§ ENTRIES:
[start]

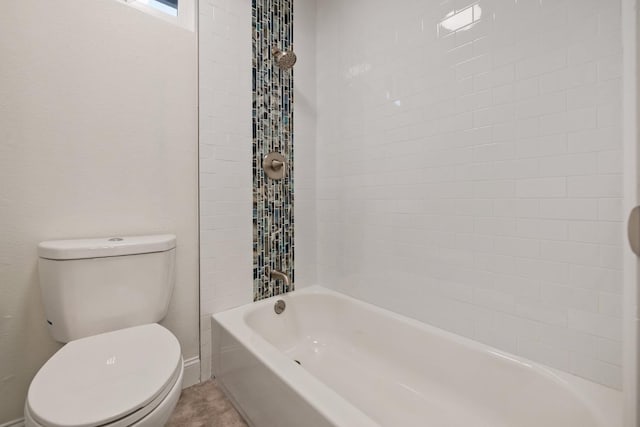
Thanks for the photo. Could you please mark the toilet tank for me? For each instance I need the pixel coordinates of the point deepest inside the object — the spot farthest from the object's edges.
(90, 286)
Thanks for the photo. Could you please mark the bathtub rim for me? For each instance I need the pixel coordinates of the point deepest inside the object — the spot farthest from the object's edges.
(604, 403)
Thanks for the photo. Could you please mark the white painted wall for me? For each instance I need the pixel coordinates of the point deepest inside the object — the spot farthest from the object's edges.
(470, 177)
(226, 256)
(98, 136)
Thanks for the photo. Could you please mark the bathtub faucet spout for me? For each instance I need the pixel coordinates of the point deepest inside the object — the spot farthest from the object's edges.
(279, 275)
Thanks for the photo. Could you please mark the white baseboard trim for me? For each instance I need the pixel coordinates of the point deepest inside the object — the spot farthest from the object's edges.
(15, 423)
(191, 372)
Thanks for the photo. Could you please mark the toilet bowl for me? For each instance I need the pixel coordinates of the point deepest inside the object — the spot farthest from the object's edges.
(128, 377)
(103, 297)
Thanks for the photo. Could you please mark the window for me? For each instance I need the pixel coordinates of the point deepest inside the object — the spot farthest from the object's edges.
(181, 12)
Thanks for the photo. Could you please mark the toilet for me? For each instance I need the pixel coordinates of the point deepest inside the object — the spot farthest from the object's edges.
(103, 297)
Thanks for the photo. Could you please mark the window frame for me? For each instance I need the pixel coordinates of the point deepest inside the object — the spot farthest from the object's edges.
(186, 12)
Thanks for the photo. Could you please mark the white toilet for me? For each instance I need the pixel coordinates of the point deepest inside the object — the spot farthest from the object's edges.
(119, 368)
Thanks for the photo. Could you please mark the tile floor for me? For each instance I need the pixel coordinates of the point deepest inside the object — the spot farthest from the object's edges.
(205, 405)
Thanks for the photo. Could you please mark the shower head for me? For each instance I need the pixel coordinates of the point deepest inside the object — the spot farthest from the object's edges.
(285, 60)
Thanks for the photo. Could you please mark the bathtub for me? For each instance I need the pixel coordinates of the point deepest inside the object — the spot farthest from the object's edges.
(331, 360)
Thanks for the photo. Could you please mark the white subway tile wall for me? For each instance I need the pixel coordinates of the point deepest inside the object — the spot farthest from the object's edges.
(469, 170)
(226, 256)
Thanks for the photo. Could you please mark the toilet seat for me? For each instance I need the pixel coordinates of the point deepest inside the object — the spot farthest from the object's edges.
(112, 379)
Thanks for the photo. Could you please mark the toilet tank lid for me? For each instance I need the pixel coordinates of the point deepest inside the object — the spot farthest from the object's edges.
(105, 247)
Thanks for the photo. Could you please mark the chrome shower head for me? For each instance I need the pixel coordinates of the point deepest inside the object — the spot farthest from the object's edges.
(285, 60)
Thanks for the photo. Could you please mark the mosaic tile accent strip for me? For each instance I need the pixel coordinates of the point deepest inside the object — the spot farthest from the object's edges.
(273, 246)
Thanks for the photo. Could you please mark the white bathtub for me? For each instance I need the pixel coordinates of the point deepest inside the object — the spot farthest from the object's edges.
(364, 366)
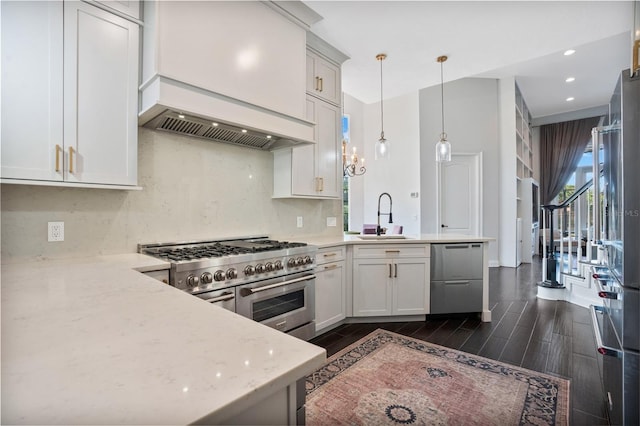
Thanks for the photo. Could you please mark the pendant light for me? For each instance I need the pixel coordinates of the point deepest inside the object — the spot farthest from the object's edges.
(443, 147)
(382, 146)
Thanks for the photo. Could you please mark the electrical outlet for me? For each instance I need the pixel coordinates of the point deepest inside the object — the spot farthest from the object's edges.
(56, 231)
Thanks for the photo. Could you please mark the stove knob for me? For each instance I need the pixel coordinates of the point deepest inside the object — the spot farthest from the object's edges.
(192, 281)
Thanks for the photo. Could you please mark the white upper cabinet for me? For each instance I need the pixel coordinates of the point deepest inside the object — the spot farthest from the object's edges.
(244, 51)
(100, 103)
(76, 64)
(323, 78)
(32, 37)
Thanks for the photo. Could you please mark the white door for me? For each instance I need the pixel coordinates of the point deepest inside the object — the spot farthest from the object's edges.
(460, 194)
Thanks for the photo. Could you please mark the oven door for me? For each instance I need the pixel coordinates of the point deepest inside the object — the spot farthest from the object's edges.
(225, 298)
(284, 303)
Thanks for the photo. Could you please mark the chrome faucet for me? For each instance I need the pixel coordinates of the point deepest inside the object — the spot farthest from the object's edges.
(379, 229)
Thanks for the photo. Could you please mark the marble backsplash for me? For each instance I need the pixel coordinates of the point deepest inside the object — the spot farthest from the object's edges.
(192, 189)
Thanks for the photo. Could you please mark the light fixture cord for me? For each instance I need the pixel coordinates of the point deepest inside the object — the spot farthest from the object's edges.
(381, 105)
(442, 93)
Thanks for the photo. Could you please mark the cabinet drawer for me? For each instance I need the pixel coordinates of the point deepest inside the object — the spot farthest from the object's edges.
(391, 251)
(330, 254)
(460, 261)
(449, 297)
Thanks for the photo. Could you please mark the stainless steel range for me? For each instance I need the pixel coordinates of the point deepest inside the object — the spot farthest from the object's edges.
(269, 281)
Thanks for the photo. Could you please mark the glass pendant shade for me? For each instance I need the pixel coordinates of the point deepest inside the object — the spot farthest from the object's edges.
(443, 149)
(382, 149)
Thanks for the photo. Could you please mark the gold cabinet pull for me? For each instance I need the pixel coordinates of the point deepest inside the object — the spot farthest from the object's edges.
(58, 151)
(636, 53)
(71, 152)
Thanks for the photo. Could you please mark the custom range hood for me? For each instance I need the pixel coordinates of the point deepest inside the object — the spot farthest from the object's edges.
(176, 107)
(217, 131)
(248, 89)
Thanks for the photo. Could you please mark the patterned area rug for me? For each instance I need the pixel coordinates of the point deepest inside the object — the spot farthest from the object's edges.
(387, 378)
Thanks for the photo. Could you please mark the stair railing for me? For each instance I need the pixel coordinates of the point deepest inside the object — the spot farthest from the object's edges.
(568, 214)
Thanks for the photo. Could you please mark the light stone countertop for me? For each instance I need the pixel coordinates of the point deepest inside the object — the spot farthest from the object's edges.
(92, 341)
(350, 239)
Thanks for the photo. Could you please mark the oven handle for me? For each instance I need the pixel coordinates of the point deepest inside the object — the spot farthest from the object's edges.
(602, 349)
(244, 292)
(222, 298)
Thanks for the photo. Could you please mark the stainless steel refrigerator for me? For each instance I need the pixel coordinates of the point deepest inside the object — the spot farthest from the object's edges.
(621, 304)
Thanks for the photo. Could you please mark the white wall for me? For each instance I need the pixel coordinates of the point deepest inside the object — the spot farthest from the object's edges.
(193, 189)
(471, 123)
(400, 175)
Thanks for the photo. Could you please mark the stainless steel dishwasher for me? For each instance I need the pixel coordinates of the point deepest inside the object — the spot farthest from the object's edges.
(456, 278)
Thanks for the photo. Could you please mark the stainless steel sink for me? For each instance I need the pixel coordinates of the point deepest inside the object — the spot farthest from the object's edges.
(382, 237)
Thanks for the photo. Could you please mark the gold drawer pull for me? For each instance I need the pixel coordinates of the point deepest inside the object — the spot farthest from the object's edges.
(58, 150)
(71, 152)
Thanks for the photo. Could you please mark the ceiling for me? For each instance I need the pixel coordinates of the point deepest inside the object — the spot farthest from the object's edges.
(525, 39)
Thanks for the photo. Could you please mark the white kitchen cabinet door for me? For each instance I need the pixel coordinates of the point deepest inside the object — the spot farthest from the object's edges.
(323, 78)
(372, 287)
(330, 294)
(411, 286)
(32, 99)
(101, 94)
(315, 170)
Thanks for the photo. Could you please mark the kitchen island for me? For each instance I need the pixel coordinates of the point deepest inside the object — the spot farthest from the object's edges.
(94, 341)
(389, 277)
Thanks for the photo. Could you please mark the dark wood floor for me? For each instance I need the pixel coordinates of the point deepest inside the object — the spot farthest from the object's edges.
(553, 337)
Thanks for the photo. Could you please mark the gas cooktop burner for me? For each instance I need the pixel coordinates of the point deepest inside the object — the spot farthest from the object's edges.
(220, 249)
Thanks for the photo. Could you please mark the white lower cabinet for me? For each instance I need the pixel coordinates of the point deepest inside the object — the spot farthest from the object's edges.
(330, 295)
(390, 280)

[end]

§ EXERCISE GOAL: Rename "cabinet" to "cupboard" throughout the lines that start with the one containing "Thanks for the photo. Could you please mark the white kitchen" and run through the end of the items. Give those lines back with nothing else changed.

§ ANSWER BELOW:
Thanks for the photo. Could you please mark the white kitchen cupboard door for me? For each instance I need the pixel coordinates of the point deepest inside the object — the spot farthest from the object's edges.
(323, 78)
(372, 287)
(330, 294)
(411, 286)
(32, 99)
(101, 94)
(315, 170)
Thanks for the photo. Could you please mark the kitchen island for me? For each instance I need the pixel coordinates of the point deepest inside the object — the spot farthest from the object's edges.
(94, 341)
(389, 277)
Thanks for the photo. Could you please mark the dark wood floor for me? For each instance I need the pixel coordinates of the point deepest inside the object — the spot farthest from the object's edges.
(553, 337)
Thanks for the photo. Could you please mark the gas cooktop burner for me? For each instance I need the pixel coordinates of the point deepest inside the object — the spot farthest from the object's edges.
(220, 249)
Thanks for the photo. Could you please mark the white lower cupboard for me? For each instance I need the pixel coordinates of the point deepest inside the object — the spot farthest from the object's edges.
(330, 295)
(390, 280)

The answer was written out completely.